• [What you have to do]:
Do these statements agree with the Malcolm and Alwyn article? Answer yes or no for each and quote the deciding words. 1. The 1981 live reunion album was recorded at Calvary Chapel in Costa Mesa, California. 2. John Wetton played keyboards on Fool's Wisdom. 3. Alwyn Wall is senior pastor of Calvary Chapel in Merritt Island, Florida.

• [Excerpt provided]:

Malcolm and Alwyn were a popular British gospel beat music group in the 1970s. They played rock music influenced by Simon and Garfunkel, Bob Dylan and The Beatles with lyrics reflecting their conversion to Christianity. The duo was composed of Malcolm Wild and Alwyn Wall, who had been performing together in a band called The Zodiacs prior to their conversion. Malcolm and Alwyn recorded two albums in the early '70s before they disbanded in 1976, and a live reunion album in 1981 before again parting ways. The live album was recorded on 24 January 1981 at Calvary Chapel, Costa Mesa, California, U.S. Both Malcolm and Alwyn released solo albums following the group's disbanding.  Alwyn Wall featured on Larry Norman's 1981 live Friends on Tour album.

Career
Their 1973 debut album Fool's Wisdom sported a stellar cast of session musicians including John Wetton of King Crimson on bass, Rod Edwards and Roger Hand of Edwards Hand on keyboards and percussion, veteran drummer Clem Cattini, and guitarist Mickey Keen of Hudson Ford. Edwards Hand and Mickey Keen also appeared on Malcolm and Alwyn's follow-up album, Wildwall.

Wild is currently senior pastor of Calvary Chapel in Merritt Island, Florida, and still performs with the Calvary Chapel Worship Band as well as operating a record label, Footstep Records. He also ministers via radio with the program "Sound Truth". Wall is currently senior pastor at Calvary Chapel in Westminster, London, England.

• [Stored rows]:
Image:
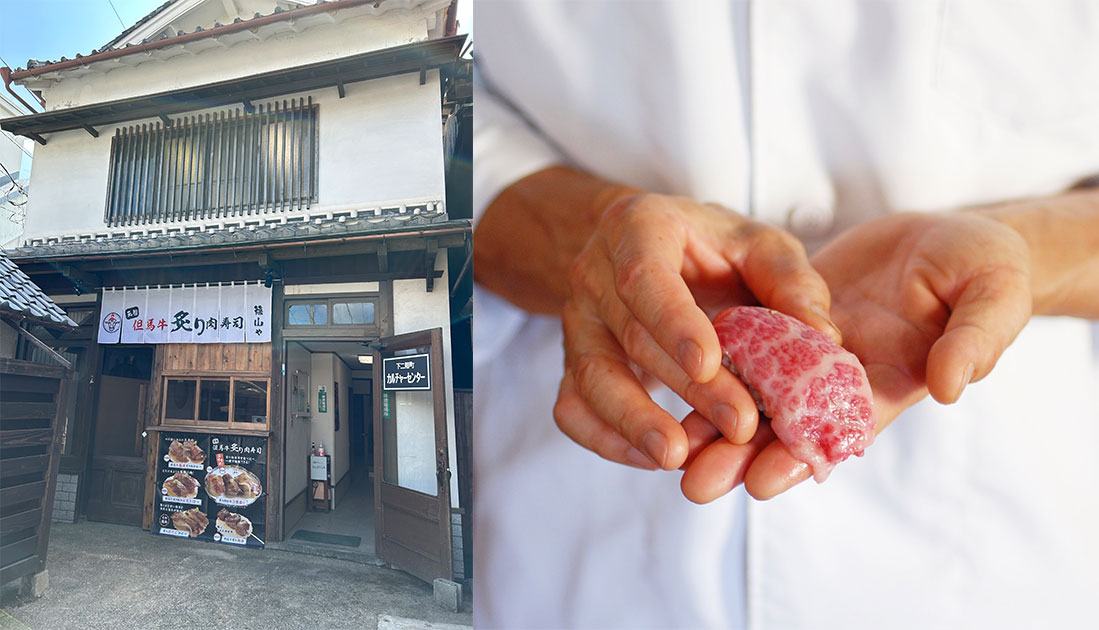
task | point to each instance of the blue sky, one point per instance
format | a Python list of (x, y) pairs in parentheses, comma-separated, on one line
[(52, 29)]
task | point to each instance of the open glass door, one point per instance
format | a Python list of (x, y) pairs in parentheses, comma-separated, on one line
[(412, 488)]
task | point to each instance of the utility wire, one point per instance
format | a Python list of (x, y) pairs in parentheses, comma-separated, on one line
[(117, 14), (9, 139), (13, 183)]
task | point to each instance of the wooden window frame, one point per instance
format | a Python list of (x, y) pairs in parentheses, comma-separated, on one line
[(198, 377), (223, 163), (329, 300)]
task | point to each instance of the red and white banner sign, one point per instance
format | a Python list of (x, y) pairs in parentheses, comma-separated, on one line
[(223, 313)]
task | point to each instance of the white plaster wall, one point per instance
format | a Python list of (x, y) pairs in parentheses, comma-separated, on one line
[(69, 180), (181, 69), (298, 430), (415, 309), (380, 143), (383, 142), (8, 339)]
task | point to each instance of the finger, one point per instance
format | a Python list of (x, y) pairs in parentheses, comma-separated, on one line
[(724, 400), (646, 252), (576, 420), (607, 384), (774, 471), (776, 268), (700, 433), (985, 319), (721, 466)]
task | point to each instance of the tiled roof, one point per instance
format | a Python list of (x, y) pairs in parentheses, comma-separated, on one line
[(114, 44), (19, 295), (233, 231)]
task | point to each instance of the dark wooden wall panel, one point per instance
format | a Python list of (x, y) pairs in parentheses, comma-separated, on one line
[(32, 401)]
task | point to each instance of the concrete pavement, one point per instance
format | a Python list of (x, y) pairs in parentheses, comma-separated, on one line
[(114, 576)]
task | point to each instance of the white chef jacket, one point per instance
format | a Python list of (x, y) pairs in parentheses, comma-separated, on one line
[(811, 115)]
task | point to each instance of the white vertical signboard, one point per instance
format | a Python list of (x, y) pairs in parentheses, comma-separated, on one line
[(257, 313), (110, 317)]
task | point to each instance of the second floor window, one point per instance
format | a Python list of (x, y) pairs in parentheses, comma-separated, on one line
[(224, 164)]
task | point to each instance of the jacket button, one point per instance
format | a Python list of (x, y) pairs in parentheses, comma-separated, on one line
[(809, 221)]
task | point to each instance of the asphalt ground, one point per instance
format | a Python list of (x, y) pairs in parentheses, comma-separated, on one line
[(114, 576)]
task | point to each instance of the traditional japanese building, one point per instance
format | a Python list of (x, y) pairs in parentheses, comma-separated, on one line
[(257, 211)]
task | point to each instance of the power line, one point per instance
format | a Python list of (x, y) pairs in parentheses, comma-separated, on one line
[(117, 14), (12, 178), (9, 139)]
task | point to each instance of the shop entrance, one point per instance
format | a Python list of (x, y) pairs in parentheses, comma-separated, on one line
[(117, 466), (330, 404)]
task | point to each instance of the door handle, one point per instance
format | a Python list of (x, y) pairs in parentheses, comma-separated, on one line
[(442, 471)]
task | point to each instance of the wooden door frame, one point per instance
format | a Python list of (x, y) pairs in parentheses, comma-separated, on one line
[(420, 503)]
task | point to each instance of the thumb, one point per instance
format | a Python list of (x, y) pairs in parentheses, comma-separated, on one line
[(985, 318)]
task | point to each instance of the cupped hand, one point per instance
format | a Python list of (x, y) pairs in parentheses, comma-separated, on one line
[(928, 302), (642, 294)]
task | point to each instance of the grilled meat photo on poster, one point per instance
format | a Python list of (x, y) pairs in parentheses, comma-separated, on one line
[(192, 521), (186, 452)]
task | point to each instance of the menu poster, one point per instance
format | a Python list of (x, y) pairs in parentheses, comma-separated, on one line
[(210, 487)]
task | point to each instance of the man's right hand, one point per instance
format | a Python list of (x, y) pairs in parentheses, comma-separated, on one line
[(641, 296)]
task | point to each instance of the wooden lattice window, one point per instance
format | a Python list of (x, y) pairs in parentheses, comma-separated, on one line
[(224, 164), (215, 400)]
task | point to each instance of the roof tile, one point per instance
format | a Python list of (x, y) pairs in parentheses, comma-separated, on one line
[(19, 295)]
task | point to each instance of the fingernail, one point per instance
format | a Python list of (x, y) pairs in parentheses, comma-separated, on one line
[(656, 446), (639, 460), (724, 418), (965, 379), (690, 357)]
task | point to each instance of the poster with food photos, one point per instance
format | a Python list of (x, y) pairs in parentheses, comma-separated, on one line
[(211, 487)]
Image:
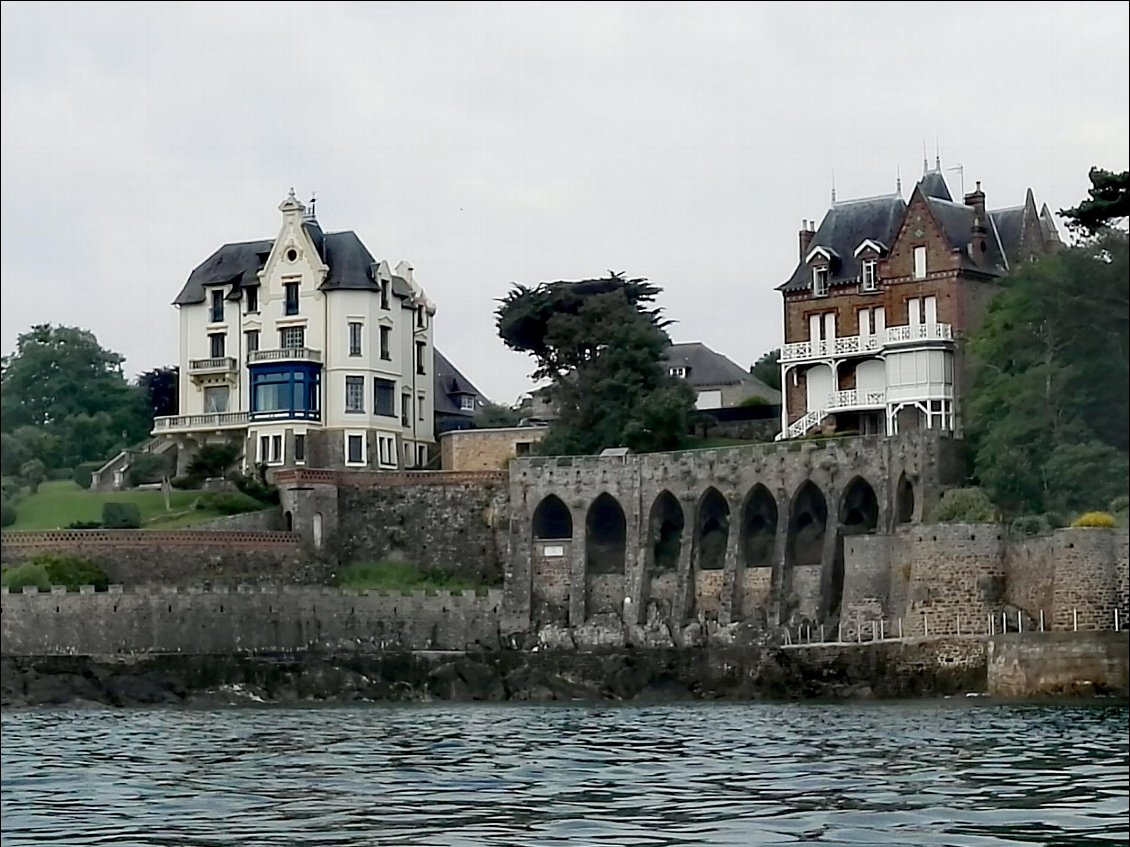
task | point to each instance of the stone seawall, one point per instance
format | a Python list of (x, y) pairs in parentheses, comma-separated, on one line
[(177, 557), (1045, 664), (250, 619)]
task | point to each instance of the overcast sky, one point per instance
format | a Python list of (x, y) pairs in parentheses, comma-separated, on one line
[(490, 143)]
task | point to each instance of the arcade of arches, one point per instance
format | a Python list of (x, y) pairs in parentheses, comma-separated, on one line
[(763, 558)]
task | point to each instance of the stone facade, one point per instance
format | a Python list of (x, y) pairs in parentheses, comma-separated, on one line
[(486, 450)]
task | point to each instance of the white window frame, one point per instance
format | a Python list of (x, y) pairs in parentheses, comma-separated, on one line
[(920, 265), (820, 281), (364, 447), (869, 276)]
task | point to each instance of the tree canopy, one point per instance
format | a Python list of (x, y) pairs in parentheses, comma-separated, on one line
[(1109, 200), (601, 343), (1049, 410), (64, 400)]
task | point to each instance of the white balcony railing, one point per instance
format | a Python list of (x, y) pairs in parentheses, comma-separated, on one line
[(211, 420), (865, 345), (285, 354), (210, 366), (920, 332)]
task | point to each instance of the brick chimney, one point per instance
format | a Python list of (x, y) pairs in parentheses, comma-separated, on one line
[(806, 235), (979, 234)]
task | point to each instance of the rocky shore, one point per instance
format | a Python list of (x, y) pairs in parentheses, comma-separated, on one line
[(884, 670)]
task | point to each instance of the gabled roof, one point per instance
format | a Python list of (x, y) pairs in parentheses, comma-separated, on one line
[(450, 384), (707, 368), (845, 226), (349, 261), (956, 220)]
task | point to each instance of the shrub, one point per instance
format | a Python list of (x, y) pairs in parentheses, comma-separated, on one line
[(255, 487), (147, 468), (121, 516), (10, 488), (228, 503), (25, 575), (966, 506), (84, 473), (33, 472), (1095, 520)]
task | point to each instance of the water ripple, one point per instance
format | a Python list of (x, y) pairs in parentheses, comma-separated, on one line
[(658, 776)]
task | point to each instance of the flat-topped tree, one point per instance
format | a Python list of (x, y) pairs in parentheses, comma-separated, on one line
[(601, 343)]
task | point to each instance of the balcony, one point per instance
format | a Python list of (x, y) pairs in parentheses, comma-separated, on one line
[(285, 354), (197, 422), (865, 345), (223, 366)]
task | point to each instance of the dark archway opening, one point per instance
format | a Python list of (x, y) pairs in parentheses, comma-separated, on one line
[(552, 520), (666, 526), (904, 500), (758, 527), (713, 530), (606, 536)]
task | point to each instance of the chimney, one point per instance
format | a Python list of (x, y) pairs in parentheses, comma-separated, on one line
[(979, 239), (806, 235)]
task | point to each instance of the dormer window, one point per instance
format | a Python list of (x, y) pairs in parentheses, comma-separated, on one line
[(819, 281), (868, 276)]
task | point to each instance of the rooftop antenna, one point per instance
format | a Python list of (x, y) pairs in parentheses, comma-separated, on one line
[(961, 174)]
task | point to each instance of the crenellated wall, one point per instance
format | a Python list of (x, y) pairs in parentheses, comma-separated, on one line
[(250, 619)]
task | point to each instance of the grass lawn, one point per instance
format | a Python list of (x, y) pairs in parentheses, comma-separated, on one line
[(58, 504)]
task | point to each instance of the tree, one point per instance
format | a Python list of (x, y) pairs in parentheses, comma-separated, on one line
[(71, 393), (162, 391), (1109, 201), (33, 472), (767, 368), (601, 342), (1049, 412)]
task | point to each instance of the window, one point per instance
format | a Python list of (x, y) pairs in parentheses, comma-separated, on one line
[(355, 330), (355, 448), (868, 276), (920, 263), (292, 338), (292, 297), (819, 281), (387, 451), (384, 398), (355, 394), (216, 399)]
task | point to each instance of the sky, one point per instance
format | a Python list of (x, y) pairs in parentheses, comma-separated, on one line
[(518, 142)]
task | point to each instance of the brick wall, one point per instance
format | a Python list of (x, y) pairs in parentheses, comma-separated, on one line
[(269, 618)]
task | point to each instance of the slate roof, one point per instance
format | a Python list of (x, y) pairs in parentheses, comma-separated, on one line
[(845, 226), (956, 220), (349, 261), (707, 368), (450, 383)]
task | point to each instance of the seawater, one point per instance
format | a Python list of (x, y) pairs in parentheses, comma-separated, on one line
[(976, 775)]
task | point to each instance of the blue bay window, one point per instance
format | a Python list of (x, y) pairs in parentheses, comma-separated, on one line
[(286, 390)]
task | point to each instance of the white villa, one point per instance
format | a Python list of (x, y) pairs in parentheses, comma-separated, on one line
[(307, 350)]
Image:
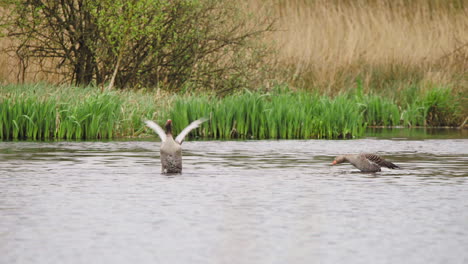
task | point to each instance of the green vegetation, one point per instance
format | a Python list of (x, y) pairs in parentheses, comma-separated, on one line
[(47, 112)]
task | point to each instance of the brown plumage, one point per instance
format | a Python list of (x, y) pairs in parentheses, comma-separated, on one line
[(365, 162), (171, 150)]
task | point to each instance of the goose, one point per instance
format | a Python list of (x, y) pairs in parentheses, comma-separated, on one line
[(365, 162), (171, 150)]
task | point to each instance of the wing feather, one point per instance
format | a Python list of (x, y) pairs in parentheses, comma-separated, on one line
[(156, 129), (380, 161), (180, 138)]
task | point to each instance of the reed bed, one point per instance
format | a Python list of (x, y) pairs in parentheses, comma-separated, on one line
[(42, 112)]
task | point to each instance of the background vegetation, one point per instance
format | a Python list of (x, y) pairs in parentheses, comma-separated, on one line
[(141, 43), (44, 112), (278, 69)]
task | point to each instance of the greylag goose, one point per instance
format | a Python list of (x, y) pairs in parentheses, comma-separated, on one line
[(171, 150), (365, 162)]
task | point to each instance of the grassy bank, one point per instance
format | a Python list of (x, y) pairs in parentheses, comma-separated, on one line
[(389, 44), (48, 112)]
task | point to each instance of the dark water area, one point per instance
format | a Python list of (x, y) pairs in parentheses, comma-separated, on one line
[(268, 201)]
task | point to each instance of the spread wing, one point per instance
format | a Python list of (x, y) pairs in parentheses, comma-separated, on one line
[(156, 129), (180, 138), (380, 161)]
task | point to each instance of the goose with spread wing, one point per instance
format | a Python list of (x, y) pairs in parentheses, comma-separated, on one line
[(171, 150), (365, 162)]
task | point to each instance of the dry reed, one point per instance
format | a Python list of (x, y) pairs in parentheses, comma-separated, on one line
[(330, 43)]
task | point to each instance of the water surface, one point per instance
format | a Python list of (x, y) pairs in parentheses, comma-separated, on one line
[(236, 202)]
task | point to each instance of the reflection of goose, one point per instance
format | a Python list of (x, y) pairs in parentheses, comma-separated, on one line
[(365, 162), (171, 151)]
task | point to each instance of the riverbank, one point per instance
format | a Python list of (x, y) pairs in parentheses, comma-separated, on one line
[(51, 112)]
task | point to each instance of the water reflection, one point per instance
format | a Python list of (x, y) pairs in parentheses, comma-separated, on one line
[(237, 201)]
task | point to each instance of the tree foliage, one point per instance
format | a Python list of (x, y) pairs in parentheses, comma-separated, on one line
[(134, 43)]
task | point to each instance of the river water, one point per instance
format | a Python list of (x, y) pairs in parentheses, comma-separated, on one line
[(236, 202)]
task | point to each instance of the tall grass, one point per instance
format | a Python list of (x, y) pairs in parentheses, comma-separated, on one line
[(44, 112)]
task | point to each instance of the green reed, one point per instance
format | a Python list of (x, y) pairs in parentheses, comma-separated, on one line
[(45, 112)]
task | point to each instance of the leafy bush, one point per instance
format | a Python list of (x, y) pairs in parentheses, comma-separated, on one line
[(151, 43)]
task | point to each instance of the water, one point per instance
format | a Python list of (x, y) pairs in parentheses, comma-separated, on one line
[(236, 202)]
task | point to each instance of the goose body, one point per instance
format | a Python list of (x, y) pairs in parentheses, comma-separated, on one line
[(171, 149), (365, 162)]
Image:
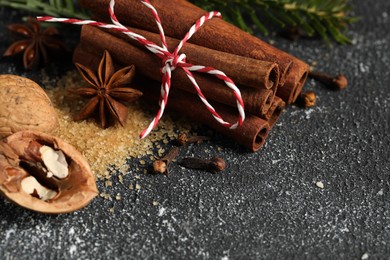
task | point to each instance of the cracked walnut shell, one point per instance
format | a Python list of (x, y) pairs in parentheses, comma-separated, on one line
[(24, 105), (44, 174)]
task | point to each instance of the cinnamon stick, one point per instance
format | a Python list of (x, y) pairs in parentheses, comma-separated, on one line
[(178, 16), (251, 134), (248, 72), (95, 40), (275, 111)]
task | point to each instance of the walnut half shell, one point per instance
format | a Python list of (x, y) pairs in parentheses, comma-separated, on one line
[(44, 174)]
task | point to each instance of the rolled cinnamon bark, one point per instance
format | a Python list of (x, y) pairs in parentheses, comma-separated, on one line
[(275, 111), (251, 134), (178, 16), (248, 72), (96, 40)]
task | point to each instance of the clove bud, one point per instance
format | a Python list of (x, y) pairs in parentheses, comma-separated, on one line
[(161, 166), (212, 165)]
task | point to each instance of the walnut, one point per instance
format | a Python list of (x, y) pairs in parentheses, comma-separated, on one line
[(24, 106), (42, 173)]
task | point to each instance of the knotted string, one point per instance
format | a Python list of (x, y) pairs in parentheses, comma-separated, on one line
[(170, 61)]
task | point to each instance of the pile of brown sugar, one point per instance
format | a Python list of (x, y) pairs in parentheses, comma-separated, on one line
[(107, 149)]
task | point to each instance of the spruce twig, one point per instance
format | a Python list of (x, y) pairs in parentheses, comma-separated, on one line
[(324, 18)]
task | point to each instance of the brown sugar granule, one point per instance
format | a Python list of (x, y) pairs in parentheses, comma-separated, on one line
[(106, 149)]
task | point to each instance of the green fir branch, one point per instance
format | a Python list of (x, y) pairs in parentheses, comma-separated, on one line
[(325, 18), (63, 8)]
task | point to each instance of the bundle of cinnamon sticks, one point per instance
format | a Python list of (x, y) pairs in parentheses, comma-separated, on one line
[(268, 78)]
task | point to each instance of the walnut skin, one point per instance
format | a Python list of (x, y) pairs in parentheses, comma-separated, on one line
[(24, 105), (27, 181)]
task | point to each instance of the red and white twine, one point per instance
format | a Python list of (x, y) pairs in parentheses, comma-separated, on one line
[(171, 61)]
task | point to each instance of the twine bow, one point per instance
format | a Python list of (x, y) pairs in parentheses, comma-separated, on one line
[(170, 61)]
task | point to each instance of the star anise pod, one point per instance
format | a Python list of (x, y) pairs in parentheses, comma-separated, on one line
[(107, 93), (37, 43)]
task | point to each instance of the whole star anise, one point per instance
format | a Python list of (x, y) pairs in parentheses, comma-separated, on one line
[(108, 93), (36, 43)]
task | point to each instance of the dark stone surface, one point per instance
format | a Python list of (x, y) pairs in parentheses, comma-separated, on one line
[(265, 205)]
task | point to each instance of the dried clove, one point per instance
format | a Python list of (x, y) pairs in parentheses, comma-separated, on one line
[(336, 82), (183, 139), (213, 165), (306, 99), (161, 166)]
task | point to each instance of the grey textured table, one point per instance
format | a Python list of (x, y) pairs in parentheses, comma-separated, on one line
[(265, 205)]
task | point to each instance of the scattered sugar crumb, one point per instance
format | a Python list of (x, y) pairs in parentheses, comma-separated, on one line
[(106, 150), (320, 185)]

• [Problem solution]:
1. Yes: "The live album was recorded on 24 January 1981 at Calvary Chapel, Costa Mesa, California, U.S."
2. No: "John Wetton of King Crimson on bass"
3. No: "Wall is currently senior pastor at Calvary Chapel in Westminster, London, England."